### Given request
Return each line of the data below verbatim; pictures are to be left out.

Object position labeling entries:
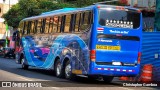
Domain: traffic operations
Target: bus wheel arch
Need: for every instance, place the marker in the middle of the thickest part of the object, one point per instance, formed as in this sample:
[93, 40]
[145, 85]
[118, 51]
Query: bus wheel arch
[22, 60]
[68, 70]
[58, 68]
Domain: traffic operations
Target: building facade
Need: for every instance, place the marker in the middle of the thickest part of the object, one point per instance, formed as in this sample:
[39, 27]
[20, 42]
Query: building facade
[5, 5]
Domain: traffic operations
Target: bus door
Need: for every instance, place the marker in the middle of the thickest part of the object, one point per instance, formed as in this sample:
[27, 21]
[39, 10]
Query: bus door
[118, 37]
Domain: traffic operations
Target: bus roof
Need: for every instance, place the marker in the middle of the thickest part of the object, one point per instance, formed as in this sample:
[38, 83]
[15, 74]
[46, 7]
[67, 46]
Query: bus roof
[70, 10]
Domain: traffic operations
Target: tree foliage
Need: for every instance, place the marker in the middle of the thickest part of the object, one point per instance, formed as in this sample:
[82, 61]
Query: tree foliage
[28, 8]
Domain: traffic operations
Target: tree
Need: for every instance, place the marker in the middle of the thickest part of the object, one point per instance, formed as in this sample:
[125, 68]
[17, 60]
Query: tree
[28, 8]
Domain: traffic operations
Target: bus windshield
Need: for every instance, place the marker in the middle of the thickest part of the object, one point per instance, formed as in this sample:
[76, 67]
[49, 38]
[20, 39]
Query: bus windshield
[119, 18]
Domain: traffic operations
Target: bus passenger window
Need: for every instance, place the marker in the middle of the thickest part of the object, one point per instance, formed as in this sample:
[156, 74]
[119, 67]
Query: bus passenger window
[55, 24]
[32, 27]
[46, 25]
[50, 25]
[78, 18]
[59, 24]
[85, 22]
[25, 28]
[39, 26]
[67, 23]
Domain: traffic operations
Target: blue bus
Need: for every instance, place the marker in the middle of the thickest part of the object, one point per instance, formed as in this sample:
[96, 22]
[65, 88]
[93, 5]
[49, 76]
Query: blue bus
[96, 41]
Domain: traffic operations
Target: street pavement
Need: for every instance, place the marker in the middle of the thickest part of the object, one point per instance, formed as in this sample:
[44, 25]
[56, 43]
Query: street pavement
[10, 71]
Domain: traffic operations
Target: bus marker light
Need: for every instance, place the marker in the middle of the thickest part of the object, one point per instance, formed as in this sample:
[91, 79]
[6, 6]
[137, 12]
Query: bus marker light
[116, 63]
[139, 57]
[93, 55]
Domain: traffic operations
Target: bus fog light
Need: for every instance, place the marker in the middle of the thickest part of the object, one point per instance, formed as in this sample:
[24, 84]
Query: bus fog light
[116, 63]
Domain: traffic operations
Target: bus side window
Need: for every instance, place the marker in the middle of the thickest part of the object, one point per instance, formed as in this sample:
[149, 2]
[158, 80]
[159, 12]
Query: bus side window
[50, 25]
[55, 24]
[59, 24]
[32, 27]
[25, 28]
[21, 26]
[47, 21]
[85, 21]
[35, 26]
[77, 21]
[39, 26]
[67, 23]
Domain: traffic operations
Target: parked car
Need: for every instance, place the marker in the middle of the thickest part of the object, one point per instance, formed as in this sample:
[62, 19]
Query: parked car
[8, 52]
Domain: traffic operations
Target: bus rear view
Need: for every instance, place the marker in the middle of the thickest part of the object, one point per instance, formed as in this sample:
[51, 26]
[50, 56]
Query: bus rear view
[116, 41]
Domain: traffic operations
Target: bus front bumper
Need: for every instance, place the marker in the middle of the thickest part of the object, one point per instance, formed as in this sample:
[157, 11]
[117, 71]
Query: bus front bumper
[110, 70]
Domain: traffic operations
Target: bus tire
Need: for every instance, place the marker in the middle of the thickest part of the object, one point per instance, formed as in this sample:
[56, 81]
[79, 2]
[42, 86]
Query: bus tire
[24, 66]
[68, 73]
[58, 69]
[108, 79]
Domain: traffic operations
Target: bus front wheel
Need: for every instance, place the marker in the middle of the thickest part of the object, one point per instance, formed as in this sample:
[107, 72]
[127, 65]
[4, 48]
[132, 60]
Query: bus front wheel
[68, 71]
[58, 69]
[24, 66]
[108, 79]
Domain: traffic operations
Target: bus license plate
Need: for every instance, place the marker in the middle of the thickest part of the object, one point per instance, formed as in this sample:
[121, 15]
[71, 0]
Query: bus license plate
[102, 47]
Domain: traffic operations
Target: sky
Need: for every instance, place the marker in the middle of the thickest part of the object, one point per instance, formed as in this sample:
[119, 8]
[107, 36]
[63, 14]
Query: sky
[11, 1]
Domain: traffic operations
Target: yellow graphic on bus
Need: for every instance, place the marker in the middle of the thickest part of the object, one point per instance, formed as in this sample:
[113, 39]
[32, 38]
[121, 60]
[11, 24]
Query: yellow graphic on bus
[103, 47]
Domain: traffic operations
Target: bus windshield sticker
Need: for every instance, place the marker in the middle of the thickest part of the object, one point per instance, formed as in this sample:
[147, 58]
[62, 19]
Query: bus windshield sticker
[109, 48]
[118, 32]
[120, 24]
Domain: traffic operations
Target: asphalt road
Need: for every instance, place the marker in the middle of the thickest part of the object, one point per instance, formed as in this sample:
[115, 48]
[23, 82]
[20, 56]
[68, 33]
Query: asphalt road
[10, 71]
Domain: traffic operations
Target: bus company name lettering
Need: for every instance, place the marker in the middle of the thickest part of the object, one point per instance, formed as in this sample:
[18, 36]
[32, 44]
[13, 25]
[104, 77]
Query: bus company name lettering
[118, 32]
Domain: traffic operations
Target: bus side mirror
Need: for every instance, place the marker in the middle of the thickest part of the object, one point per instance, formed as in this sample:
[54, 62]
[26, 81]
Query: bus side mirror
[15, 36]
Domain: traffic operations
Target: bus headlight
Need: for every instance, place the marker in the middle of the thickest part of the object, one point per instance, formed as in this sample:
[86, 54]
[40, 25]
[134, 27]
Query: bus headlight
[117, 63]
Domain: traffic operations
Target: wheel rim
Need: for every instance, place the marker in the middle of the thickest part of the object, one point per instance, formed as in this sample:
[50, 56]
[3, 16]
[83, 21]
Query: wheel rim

### Response
Domain: traffic operations
Target: bus wheel arch
Need: for every instance, place the marker in the middle of the thickest part of the object, one point per instance, formed as in this sample:
[93, 40]
[145, 85]
[118, 51]
Query: bus wheel arch
[22, 60]
[68, 70]
[58, 68]
Domain: traffic operations
Target: building facade
Need: for every instance, place the marker in the middle of the thickest part of the object, one point per instance, formed as in this sample:
[39, 27]
[20, 42]
Query: building facade
[5, 5]
Domain: traffic operations
Target: bus door
Need: for every instance, place the marker in the middle of the thickest part of the object, one point per instance, formed as in this sample:
[27, 21]
[39, 10]
Query: bus door
[118, 37]
Domain: traffic operations
Target: bus roof
Need: for every instance, place the marker in the middle of the thickest part of the object, one point per instance, formed as in this sample:
[38, 83]
[15, 74]
[46, 7]
[67, 46]
Query: bus roof
[70, 10]
Domain: traffic operations
Target: tree foliage
Need: for every instance, place the marker in the middle of the thickest part of the object, one point per instance, formed as in this sample:
[82, 61]
Query: tree foliage
[28, 8]
Domain: traffic operations
Target: tree
Need: for every instance, place the marker in the middle of the thickest part of the object, one point per instance, formed as in this sample:
[125, 68]
[17, 60]
Query: tree
[28, 8]
Domain: traffic operations
Target: bus windshield
Need: for every instance, place the marker in the middle of the thickest part of the object, one point per instance, formed as in this sample:
[76, 67]
[49, 38]
[20, 39]
Query: bus windshield
[119, 18]
Domain: traffic operations
Target: bus passenger window
Need: for every instance, place the marker in the middle of the thickest part of the object, one point per instance, formed as in this sample:
[156, 74]
[119, 67]
Query: bus passenger window
[55, 24]
[32, 27]
[46, 25]
[50, 25]
[78, 18]
[59, 24]
[85, 22]
[25, 28]
[39, 26]
[67, 23]
Domain: traffic operations
Target: blue bus
Need: for every instance, place the marker in the middle of the thickest part of the object, one point per instance, formed as in this sample:
[96, 22]
[65, 88]
[93, 5]
[49, 76]
Query: blue bus
[96, 41]
Domain: traffic operations
Target: street pavement
Need: for every instance, place the marker in the middle of the thickest part of the object, one point per instance, formed as in this sample:
[44, 25]
[56, 43]
Query: street pavement
[10, 71]
Domain: traffic operations
Target: bus marker light
Need: for every instance, place the marker in the middle of the thickest part of the object, one point per instance, formed as in this sample:
[91, 79]
[6, 6]
[137, 12]
Query: bus marker light
[116, 63]
[139, 57]
[93, 55]
Domain: traffic operations
Target: bus fog light
Need: for every instance, place the marker in the middle of the thickest part of the object, one point per instance, formed as in this sample:
[24, 84]
Query: bus fog light
[116, 63]
Domain: traffic operations
Target: bus side window
Need: for every instance, place the marker in the middle of the thickest part of the object, one point per instance, formed as in this sample:
[149, 2]
[158, 80]
[159, 12]
Query: bus side window
[50, 25]
[55, 24]
[59, 24]
[32, 27]
[25, 28]
[21, 26]
[47, 21]
[85, 21]
[35, 26]
[77, 21]
[39, 26]
[67, 23]
Domain: traffic operations
Target: parked car
Need: for every instance, place the marker in the middle of the thickest part of the object, one point per instance, formed as in this sample:
[62, 19]
Query: parked car
[8, 52]
Domain: traffic operations
Target: bus rear view
Need: for every instance, place the marker in the middle of the thickest part of the object, one point per instance, formed as in this sample:
[51, 26]
[50, 56]
Query: bus rear view
[116, 41]
Domain: traffic operations
Target: bus front bumper
Need: for every instance, place the marker in the middle of the thickest part of the object, one point per instance, formed as in this sample:
[157, 11]
[117, 71]
Query: bus front bumper
[110, 70]
Domain: traffic operations
Target: bus tire
Need: for every instance, place the marker in the middle of the thickest part of the object, one point per instance, formed as in this sample:
[56, 81]
[79, 2]
[42, 86]
Query: bus tire
[24, 66]
[68, 73]
[58, 69]
[108, 79]
Domain: traffic operations
Target: bus front wheel
Need: for every instance, place the marker in the middle of the thickest part of the object, one point per instance, formed as in this sample:
[107, 72]
[127, 65]
[4, 48]
[132, 60]
Query: bus front wheel
[68, 71]
[58, 69]
[24, 66]
[108, 79]
Domain: traffic operations
Target: bus license plate
Need: for every instance, place the marker in the middle of the thickest part of the object, one point per instance, formed as in this sample:
[121, 15]
[71, 0]
Query: bus license plate
[102, 47]
Domain: traffic operations
Target: sky
Need: for every instance, place the marker in the middle of the thickest part of the object, one point per instance, formed as in this sample:
[119, 8]
[107, 36]
[63, 14]
Query: sky
[11, 1]
Domain: traffic operations
Target: yellow graphic on bus
Need: for every instance, place the marker in the middle of the thickest part of the object, one point per instance, formed as in this sample:
[113, 39]
[32, 38]
[121, 60]
[11, 24]
Query: yellow graphic on bus
[103, 47]
Domain: traffic operations
Target: bus windshield sticker
Need: for every instance, place the marker in the middle of the thickest part of the object, one point per instance, formed as in this sample:
[147, 58]
[62, 19]
Query: bus windshield sticker
[109, 48]
[118, 32]
[120, 24]
Domain: traffic operations
Target: asphalt road
Need: for every instance, place the marker in the middle of the thickest part of the object, one point per instance, formed as in this sample:
[115, 48]
[23, 82]
[20, 56]
[68, 33]
Query: asphalt road
[10, 71]
Domain: traffic operations
Target: bus company name lettering
Need: for every instance, place the marker in the middle of the thickest part of the object, one point per instance, formed as in this sample:
[18, 36]
[32, 44]
[13, 25]
[104, 77]
Query: bus company name lettering
[118, 32]
Domain: traffic operations
Target: bus side mirror
Need: for every instance, place the marker in the middle of the thickest part of the object, one point per instance, formed as in this sample:
[54, 62]
[26, 81]
Query: bus side mirror
[15, 36]
Domain: traffic operations
Target: bus headlight
Need: for every instance, place the marker in the middle of the thickest part of the object, one point per instance, formed as in this sample:
[86, 54]
[40, 25]
[134, 27]
Query: bus headlight
[117, 63]
Domain: traffic operations
Target: wheel rim
Need: for every instance, place the marker in the middle of the thickest part of the object, one point per instance, formed as in this sample:
[50, 56]
[3, 16]
[83, 21]
Query: wheel rim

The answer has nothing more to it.